短い課題 A: 注釈データのエントリを、冒頭の行から「(1206, 415)」を含む行まで(両端を含む)、リクエストの行も含めて書き写すこと。その際、回答にある座標の各数値に6を加える。

本文抜粋:
- - -
「注文住宅をスムーズに購入できるように、全体的な流れを詳しく知りたい」という方もいるのではないでしょうか。注文住宅の購入には、予算の検討や土地探し、建築プランの打ち合わせなど、様々な工程が存在します。全体的な購入の流れを把握しておくことで、建築会社や金融機関とのやり取りもスムーズに進められるでしょう。この記事では、注文住宅を購入する流れや、進めるうえでの注意点を解説していますので、住宅を検討する際の参考にしてください。
注文住宅を購入する流れ・進め方9ステップ
注文住宅を購入する流れは、次の9つのステップに分けられます。
手順 |
注文住宅を購入する流れ |
目安の期間 |
1 |
予算を検討する |
1〜3ヶ月 |
2 |
理想のイメージと希望条件を決める |
|
3 |
建築会社を選ぶ(ハウスメーカー・工務店) |
|
4 |
土地を探す(土地を持っていないとき) |
|
5 |
間取りプラン・見積もりを提示してもらう |
|
6 |
工事請負契約(本契約)を締結する |
3〜4ヶ月 |
7 |
全体プランの詳細な打ち合わせをする |
|
8 |
プラン確定後に着工する |
4〜6ヶ月 |
9 |
住宅完成・引き渡しを受ける |
|
予算の検討から住宅完成までは、1年前後の期間がかかるため、入居後の生活から逆算して早めに計画を進めましょう。
- - -
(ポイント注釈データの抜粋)
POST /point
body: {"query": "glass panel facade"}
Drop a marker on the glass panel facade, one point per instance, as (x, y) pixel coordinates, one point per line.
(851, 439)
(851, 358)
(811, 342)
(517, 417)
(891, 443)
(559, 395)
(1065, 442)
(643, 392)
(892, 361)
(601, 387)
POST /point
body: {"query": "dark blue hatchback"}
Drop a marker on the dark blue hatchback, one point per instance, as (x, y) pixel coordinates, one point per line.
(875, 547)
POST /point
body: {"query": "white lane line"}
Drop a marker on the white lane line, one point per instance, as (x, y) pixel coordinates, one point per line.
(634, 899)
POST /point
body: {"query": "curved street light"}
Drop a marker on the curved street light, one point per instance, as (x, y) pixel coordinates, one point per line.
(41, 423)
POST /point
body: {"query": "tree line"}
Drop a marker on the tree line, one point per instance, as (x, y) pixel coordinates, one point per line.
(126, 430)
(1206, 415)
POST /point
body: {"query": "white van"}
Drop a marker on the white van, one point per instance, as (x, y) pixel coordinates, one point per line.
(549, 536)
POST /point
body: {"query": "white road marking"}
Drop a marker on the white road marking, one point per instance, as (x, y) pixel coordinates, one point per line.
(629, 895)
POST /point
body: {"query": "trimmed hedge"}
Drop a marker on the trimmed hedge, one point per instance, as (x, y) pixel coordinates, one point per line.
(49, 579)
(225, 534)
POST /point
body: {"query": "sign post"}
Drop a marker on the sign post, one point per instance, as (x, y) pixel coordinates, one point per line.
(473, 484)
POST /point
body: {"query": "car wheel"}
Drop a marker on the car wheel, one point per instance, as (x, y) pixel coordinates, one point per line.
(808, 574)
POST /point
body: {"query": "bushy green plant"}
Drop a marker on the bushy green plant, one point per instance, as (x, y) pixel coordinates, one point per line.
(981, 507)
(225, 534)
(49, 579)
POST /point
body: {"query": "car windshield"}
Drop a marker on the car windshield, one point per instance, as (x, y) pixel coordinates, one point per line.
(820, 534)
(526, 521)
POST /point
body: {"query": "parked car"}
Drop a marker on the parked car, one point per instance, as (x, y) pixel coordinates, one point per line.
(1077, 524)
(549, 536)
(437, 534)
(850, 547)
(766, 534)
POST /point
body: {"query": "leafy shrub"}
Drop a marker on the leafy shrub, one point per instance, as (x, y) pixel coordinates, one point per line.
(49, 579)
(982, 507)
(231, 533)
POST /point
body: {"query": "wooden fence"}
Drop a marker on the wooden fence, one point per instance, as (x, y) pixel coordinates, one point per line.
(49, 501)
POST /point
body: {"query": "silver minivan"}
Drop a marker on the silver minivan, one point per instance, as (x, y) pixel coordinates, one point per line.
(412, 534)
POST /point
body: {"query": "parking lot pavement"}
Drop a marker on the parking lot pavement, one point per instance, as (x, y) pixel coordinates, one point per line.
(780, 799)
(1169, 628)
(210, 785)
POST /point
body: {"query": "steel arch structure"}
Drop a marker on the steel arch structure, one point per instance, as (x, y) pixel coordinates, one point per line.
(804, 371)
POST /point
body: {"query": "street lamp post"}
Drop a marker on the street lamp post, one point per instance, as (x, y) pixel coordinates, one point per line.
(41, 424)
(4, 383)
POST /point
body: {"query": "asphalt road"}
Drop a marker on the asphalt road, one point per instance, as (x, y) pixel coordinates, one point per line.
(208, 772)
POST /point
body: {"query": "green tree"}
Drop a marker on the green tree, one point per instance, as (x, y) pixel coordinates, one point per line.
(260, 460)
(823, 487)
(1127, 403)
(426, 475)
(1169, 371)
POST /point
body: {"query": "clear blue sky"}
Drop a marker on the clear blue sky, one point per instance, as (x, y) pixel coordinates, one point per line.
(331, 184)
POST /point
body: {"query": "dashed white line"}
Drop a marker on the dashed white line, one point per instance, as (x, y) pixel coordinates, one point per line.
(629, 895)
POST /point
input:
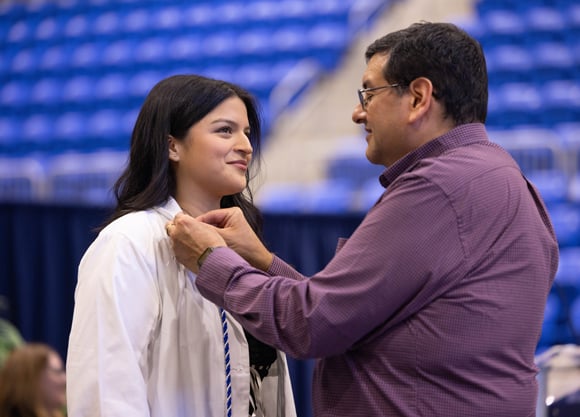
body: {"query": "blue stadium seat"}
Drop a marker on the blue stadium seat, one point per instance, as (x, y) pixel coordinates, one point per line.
(533, 149)
(22, 179)
(520, 103)
(281, 198)
(84, 178)
(574, 190)
(509, 63)
(25, 61)
(77, 27)
(71, 126)
(552, 185)
(107, 24)
(37, 131)
(185, 48)
(55, 59)
(15, 94)
(560, 102)
(198, 18)
(142, 82)
(328, 42)
(138, 21)
(566, 220)
(10, 129)
(87, 55)
(255, 45)
(570, 137)
(47, 92)
(151, 50)
(352, 168)
(119, 54)
(544, 23)
(112, 88)
(79, 90)
(22, 31)
(329, 196)
(503, 26)
(553, 60)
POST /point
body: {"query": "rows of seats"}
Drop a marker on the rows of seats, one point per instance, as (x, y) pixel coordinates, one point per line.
(74, 73)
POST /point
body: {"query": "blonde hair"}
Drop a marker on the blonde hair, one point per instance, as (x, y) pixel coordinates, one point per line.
(20, 382)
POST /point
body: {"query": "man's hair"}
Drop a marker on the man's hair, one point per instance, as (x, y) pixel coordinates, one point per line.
(451, 59)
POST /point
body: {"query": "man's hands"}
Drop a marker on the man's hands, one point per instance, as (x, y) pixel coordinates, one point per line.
(191, 238)
(216, 228)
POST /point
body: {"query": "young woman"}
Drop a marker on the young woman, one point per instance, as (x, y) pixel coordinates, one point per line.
(32, 383)
(143, 341)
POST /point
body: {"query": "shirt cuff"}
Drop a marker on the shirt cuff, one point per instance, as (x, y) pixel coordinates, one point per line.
(217, 271)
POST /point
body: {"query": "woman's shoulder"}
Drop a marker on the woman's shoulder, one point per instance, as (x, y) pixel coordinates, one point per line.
(137, 225)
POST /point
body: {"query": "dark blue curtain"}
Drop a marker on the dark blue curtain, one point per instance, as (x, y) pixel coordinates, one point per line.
(41, 247)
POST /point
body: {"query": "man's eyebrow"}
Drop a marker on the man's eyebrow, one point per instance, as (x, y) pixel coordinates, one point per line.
(224, 120)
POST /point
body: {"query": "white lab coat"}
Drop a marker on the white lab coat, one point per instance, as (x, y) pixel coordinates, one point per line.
(145, 343)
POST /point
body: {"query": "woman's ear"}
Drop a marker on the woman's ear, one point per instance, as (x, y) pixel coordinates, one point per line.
(173, 145)
(421, 91)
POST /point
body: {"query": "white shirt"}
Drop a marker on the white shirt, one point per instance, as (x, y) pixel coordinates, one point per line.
(144, 342)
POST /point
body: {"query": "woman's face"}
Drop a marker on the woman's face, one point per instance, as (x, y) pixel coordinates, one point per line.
(53, 383)
(213, 159)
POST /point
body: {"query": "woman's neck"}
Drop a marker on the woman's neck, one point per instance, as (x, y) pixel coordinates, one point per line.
(195, 207)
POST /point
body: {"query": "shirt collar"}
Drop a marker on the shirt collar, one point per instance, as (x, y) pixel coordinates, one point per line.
(461, 135)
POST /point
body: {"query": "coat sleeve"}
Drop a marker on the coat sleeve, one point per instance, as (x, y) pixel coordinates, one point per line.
(116, 310)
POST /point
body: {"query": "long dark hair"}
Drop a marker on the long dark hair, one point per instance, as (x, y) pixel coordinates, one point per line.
(172, 106)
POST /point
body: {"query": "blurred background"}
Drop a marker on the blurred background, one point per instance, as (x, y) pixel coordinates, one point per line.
(73, 74)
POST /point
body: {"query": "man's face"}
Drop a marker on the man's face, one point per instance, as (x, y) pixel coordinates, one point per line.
(384, 115)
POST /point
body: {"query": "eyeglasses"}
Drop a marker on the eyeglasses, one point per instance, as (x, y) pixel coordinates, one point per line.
(365, 99)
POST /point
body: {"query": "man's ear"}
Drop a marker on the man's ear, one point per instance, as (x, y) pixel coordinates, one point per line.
(173, 145)
(421, 92)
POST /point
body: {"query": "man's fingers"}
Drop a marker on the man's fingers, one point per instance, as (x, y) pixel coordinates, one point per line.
(216, 217)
- - -
短い課題 B: 注文住宅購入の流れの記事によると、予算の検討から住宅完成まではどのくらいの期間がかかるか。

正解 A:
POST /point
body: {"query": "glass panel facade"}
Drop a marker on the glass panel facade, one point per instance, as (x, y) pixel coordinates, one point per line.
(857, 445)
(857, 364)
(817, 348)
(523, 423)
(897, 449)
(565, 401)
(1071, 448)
(649, 398)
(898, 367)
(607, 393)
POST /point
body: {"query": "dark blue hatchback"}
Drop a marker on the dark blue hatchback, one point per instance, as (x, y) pixel coordinates, one point per line.
(881, 553)
POST /point
body: {"query": "white lane line"}
Drop a marker on the white lane line, one point per instance, as (x, y) pixel coordinates, one point per line.
(640, 905)
POST /point
body: {"query": "curved street light"}
Drop a marker on the curved street light, one point per instance, as (x, y) pixel coordinates, one point per line.
(47, 429)
POST /point
body: {"query": "tree line"}
Drop a marker on the tree line, one point per instance, as (x, y) pixel coordinates, one point per line.
(132, 436)
(1212, 421)

正解 B: 1年前後。